Now drywall may in fact be cheap but it is extremely messy and a pretty nasty situation to live with.  I think I underestimated the mess part!  But, just like childbirth, once you go through it and have the beautiful baby you sort of forget about the pain!  The pain is still fresh but the beautiful baby is here so let’s take a look!

The first thing we did is close in our open-concept bathroom by adding a pocket door and framing out the “ledge” that was partway up the wall.  We did this first so we could start to enjoy some bathroom privacy sooner rather than later!  But, I haven’t gotten around to the bedroom design yet, so this area is patched but still needs to be painted and trimmed out.  That’s a post for another day!

The next thing we did is remove the fireplace. This was a HUGE MESS (even if demo day was sort of fun!)  This was the most invasive thing we did as removing the fireplace left a patch on the ceiling as well as the floor for us to deal with.  (We know a pretty good drywall mudder and taper, and so decided that we would have him in to do his best at matching the texture on the rest of the ceiling, and to do all the mudding and taping for us after we put up the drywall.  This was the BEST decision as he was better at it, faster, and was able to do it with much less sanding than we could of, and therefore, less mess.)  At any rate, the chimney was closed off, some speaker wire and electrical that was in the fireplace framing was moved, and the gas line capped.

★ ★ ★

• **THE TASKS**
a) In the renovation passage, what was added to close in the open-concept bathroom?
b) Write out the renovation passage word for word between "Now drywall may" and "take a look!", inclusive.

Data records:
★ ★ ★

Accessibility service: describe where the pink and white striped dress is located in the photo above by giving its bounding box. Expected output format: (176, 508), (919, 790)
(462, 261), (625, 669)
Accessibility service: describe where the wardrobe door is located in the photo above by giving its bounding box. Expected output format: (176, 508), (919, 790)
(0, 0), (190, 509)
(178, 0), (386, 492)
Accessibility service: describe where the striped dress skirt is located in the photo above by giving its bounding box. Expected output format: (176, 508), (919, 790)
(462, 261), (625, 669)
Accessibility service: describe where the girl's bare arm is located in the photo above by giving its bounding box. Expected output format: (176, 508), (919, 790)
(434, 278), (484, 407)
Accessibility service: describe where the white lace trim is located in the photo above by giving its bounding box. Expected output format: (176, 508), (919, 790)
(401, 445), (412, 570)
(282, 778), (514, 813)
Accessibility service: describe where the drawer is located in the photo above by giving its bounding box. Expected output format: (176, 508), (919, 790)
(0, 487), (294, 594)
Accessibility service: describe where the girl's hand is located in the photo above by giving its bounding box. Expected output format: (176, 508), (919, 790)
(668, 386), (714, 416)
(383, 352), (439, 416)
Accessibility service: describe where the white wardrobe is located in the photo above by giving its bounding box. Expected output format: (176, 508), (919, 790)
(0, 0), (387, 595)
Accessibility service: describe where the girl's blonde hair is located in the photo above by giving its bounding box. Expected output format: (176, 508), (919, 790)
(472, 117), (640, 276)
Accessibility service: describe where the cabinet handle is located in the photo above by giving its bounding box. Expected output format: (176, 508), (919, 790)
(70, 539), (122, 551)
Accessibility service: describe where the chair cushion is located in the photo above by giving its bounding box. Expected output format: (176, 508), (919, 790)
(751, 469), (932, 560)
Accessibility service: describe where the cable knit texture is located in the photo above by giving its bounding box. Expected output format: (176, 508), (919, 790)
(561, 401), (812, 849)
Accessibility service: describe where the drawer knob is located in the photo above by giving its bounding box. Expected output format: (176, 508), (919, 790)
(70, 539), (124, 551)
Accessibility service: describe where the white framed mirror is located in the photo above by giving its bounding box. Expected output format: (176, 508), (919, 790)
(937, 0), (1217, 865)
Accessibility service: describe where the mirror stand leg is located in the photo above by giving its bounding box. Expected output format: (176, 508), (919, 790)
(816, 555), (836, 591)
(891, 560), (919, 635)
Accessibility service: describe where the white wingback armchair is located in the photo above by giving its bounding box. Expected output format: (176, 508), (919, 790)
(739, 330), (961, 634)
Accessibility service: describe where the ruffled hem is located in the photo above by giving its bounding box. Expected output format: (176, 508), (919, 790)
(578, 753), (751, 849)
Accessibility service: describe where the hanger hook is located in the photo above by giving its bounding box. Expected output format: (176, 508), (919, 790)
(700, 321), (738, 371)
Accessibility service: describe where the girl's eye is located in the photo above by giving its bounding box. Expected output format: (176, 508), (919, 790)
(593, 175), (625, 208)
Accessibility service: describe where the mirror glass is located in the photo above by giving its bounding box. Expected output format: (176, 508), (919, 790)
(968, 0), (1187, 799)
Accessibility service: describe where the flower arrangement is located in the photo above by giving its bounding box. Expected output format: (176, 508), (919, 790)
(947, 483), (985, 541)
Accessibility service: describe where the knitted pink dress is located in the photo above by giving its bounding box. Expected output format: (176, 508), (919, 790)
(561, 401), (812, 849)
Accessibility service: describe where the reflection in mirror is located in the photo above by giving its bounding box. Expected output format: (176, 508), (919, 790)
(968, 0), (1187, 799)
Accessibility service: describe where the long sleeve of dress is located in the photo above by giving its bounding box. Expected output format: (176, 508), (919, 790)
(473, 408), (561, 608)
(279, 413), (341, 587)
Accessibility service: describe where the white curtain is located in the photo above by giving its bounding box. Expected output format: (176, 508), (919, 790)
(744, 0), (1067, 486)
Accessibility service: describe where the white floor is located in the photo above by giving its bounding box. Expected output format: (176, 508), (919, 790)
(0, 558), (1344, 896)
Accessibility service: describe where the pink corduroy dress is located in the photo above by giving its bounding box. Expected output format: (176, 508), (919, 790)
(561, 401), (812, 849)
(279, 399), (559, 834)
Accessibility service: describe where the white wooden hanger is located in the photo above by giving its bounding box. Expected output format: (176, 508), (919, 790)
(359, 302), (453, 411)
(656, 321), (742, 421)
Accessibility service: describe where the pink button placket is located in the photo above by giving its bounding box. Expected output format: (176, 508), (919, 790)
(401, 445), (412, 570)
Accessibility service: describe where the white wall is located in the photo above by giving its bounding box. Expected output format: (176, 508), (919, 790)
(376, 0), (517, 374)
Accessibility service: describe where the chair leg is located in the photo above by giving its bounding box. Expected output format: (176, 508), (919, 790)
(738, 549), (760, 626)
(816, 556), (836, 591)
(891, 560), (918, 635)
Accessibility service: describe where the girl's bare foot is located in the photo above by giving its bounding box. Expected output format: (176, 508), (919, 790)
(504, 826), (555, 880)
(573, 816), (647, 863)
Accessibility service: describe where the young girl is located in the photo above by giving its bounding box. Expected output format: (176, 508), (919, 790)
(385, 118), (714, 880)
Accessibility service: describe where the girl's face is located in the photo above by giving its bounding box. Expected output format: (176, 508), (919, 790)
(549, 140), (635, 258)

★ ★ ★

• **THE SOLUTIONS**
a) A pocket door was added, and the ledge partway up the wall was framed out.

b)
Now drywall may in fact be cheap but it is extremely messy and a pretty nasty situation to live with.  I think I underestimated the mess part!  But, just like childbirth, once you go through it and have the beautiful baby you sort of forget about the pain!  The pain is still fresh but the beautiful baby is here so let’s take a look!